» TEKS UNTUK DIANALISIS:
::::::::::

Kerap Terancam Gagal Panen, Petani Harus Adopsi Konsep Lebih Modern

Pertanian di Indonesia kerap terancam gagal panen. Masalahnya cukup beragam seperti perubahan iklim, hama yang semakin kebal pada produk perlindungan tanaman, dan lahan yang semakin berkurang.
Direktur Eksekutif CropLife Indonesia, Agung Kurniawan menyebut masalah ini membuat petani sulit memenuhi kuota produksi pangan dan harus mengimpor dari negara lain.
"Pada akhirnya ketahanan pangan nasional kita bisa terancam jika tidak ada intervensi di bidang sains dan teknologi," ujarnya di Jakarta, pada Jumat (02/01/2024).
Urgensi adopsi bioteknologi
Asosiasi nirlaba Croplife Indonesia kian mempertegas komitmennya untuk mewakili kepentingan petani dan industri benih serta pestisida, termasuk lewat edukasi.
Mereka bertujuan meningkatkan pemahaman mengenai urgensi adopsi serta pengembangan riset bioteknologi pertanian demi menjaga ketahanan pangan nasional dan meningkatkan kesejahteraan petani.
Agung mengatakan bahwa pemerintah Indonesia sudah sangat terbuka dan mendukung upaya-upaya pengembangan inovasi bioteknologi, misalnya budidaya tanaman dan benih bioteknologi atau Produk Rekayasa Genetika (PRG).
Namun, proses riset yang panjang dan regulasi yang kompleks membuat distribusi benih bioteknologi di Indonesia cenderung lebih lambat dibanding negara lain.
"Di berbagai negara seperti Filipina, benih-benih dan tanaman bioteknologi sudah diakses petani dan hasilnya juga dikonsumsi publik secara luas berbarengan dengan versi konvensional," imbuh Agung.
Dia berharap Indonesia bisa segera menyusul langkah tersebut. Sementara itu Croplife Indonesia telah berupaya mengadvokasi praktik pertanian modern agar terus didukung pemerintah dan mendapat penerimaan baik oleh masyarakat.
Salah satu yang dilakukan termasuk mengedukasi petani tentang pemakaian produk perlindungan tanaman, melawan peredaran produk palsu, dan menjaga upaya pertanian berkelanjutan lewat bioteknologi pertanian.
Bioteknologi tingkatkan pendapatan petani

Guru Besar Mikrobiologi dan Bioteknologi Molekuler Institut Pertanian Bogor (IPB) dan Anggota Tim Teknis Keamanan Hayati KLHK, Prof. Dr. Ir. Antonius Suwanto M.Sc., menjelaskan penggunaan benih bioteknologi sangat berpihak pada petani.
"Teknik-teknik bioteknologi moderen seperti benih PRG ataupun benih hasil penyuntingan gen (genome editing), memang dirancang dan dikembangkan oleh peneliti dengan tujuan untuk meminimalisir potensi hasil kehilangan petani," katanya.
Produk-produk bioteknologi pertanian seperti benih ini sangat berguna bagi petani kecil karena tanaman akan mempunyai sifat-sifat yang unggul seperti lebih adaptif terhadap perubahan cuaca ekstrem atau memiliki ketahanan yang lebih tinggi terhadap hama dan penyakit jika dibandingkan dengan benih konvensional/non-PRG.

::::::::::

» DATA YANG DISEDIAKAN:
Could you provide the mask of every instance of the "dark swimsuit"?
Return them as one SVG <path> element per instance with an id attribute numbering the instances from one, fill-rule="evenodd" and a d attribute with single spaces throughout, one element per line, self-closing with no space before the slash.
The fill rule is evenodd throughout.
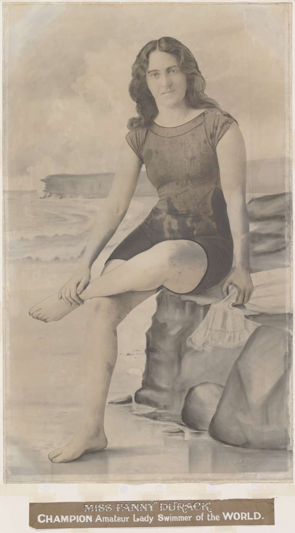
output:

::::::::::

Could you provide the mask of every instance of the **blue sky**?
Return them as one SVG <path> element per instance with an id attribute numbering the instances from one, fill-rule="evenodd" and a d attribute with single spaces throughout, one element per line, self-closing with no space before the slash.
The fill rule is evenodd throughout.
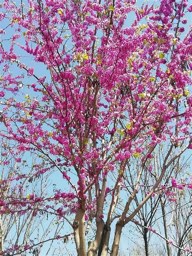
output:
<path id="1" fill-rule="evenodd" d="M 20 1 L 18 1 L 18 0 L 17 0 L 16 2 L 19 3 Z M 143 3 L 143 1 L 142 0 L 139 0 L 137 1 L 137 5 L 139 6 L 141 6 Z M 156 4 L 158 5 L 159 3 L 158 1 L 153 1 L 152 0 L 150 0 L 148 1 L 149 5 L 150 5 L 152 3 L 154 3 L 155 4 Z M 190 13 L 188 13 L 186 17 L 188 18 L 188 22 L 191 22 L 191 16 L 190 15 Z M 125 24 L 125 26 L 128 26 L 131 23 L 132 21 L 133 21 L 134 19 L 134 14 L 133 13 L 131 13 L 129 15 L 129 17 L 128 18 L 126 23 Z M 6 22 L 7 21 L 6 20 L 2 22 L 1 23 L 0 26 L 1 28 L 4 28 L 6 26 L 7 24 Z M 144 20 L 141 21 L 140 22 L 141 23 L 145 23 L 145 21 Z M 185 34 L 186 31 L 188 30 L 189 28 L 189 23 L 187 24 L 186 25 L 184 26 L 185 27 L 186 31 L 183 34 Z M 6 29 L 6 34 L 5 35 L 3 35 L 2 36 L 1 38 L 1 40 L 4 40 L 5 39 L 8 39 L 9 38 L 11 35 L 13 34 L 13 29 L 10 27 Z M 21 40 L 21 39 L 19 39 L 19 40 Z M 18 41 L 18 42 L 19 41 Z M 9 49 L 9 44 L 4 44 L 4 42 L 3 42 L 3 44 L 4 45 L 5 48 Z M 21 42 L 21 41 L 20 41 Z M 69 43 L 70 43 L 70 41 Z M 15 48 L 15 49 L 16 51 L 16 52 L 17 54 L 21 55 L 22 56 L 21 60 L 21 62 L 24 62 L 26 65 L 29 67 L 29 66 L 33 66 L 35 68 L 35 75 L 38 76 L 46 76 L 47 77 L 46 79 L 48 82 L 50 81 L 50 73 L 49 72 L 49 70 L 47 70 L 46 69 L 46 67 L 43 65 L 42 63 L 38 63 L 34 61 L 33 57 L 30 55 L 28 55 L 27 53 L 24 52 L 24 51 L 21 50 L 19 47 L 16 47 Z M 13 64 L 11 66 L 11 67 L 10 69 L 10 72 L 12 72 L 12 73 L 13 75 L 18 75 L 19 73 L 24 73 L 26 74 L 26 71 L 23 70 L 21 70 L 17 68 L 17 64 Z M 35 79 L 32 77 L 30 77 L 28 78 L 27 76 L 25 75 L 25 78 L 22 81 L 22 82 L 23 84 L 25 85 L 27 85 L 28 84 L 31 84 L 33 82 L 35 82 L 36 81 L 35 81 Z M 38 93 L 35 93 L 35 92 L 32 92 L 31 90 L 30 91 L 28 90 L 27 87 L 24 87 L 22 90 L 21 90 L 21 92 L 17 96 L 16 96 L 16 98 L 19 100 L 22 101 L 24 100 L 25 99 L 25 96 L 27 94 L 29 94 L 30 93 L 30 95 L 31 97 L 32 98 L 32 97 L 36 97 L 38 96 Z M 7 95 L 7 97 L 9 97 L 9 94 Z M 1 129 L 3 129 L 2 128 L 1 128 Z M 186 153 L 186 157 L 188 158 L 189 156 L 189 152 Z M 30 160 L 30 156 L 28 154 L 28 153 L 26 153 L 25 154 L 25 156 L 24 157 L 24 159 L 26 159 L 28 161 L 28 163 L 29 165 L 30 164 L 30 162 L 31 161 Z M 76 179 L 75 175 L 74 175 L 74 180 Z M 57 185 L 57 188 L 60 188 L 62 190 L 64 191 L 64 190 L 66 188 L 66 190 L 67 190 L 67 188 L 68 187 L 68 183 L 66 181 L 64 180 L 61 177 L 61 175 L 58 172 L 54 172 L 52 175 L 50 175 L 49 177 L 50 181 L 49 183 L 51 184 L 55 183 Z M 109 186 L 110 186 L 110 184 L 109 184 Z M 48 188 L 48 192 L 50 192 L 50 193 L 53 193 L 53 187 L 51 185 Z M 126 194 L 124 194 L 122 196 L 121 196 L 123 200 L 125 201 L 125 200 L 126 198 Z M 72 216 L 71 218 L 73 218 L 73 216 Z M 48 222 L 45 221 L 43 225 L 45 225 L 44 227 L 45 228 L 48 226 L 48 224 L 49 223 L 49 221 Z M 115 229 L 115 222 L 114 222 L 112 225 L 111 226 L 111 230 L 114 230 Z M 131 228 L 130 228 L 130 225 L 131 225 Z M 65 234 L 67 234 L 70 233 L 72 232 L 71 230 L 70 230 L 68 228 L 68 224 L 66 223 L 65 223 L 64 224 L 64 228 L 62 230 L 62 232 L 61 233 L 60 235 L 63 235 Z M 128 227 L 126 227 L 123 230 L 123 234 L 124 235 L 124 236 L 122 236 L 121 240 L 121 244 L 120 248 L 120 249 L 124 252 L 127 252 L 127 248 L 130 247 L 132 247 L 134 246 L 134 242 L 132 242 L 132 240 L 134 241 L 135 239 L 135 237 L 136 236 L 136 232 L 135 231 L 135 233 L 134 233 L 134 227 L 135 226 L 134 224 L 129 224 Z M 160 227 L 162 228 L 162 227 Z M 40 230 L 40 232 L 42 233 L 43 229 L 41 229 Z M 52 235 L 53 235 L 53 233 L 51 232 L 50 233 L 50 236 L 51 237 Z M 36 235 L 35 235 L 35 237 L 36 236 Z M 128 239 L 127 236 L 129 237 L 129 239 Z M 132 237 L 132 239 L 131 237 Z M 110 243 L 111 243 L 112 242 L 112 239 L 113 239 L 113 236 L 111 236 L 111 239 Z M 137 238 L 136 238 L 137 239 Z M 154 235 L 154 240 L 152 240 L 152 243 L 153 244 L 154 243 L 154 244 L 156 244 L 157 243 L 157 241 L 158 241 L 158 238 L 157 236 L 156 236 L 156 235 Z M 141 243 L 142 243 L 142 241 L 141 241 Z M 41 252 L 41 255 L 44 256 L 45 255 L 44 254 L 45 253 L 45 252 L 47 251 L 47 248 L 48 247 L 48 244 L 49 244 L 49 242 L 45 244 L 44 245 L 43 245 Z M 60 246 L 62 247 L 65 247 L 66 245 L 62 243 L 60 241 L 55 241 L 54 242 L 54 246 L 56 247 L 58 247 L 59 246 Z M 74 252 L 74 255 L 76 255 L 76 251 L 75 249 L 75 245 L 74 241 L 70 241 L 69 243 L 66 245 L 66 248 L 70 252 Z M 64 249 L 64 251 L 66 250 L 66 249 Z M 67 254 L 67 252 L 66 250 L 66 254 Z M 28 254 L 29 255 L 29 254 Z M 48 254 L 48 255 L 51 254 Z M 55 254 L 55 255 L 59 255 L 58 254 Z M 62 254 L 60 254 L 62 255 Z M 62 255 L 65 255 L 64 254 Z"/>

::::::::::

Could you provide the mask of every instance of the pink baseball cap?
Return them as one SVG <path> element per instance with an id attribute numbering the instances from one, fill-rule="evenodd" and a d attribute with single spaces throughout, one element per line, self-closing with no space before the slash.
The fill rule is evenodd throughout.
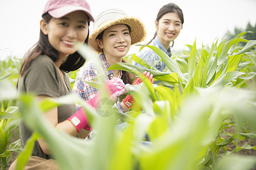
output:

::::::::::

» TUGAS UNTUK DIKERJAKAN: Sebutkan semua masalah yang membuat pertanian di Indonesia kerap terancam gagal panen menurut teks tentang ancaman gagal panen.

» JAWABAN ANDA:
- Perubahan iklim
- Hama yang semakin kebal pada produk perlindungan tanaman
- Lahan yang semakin berkurang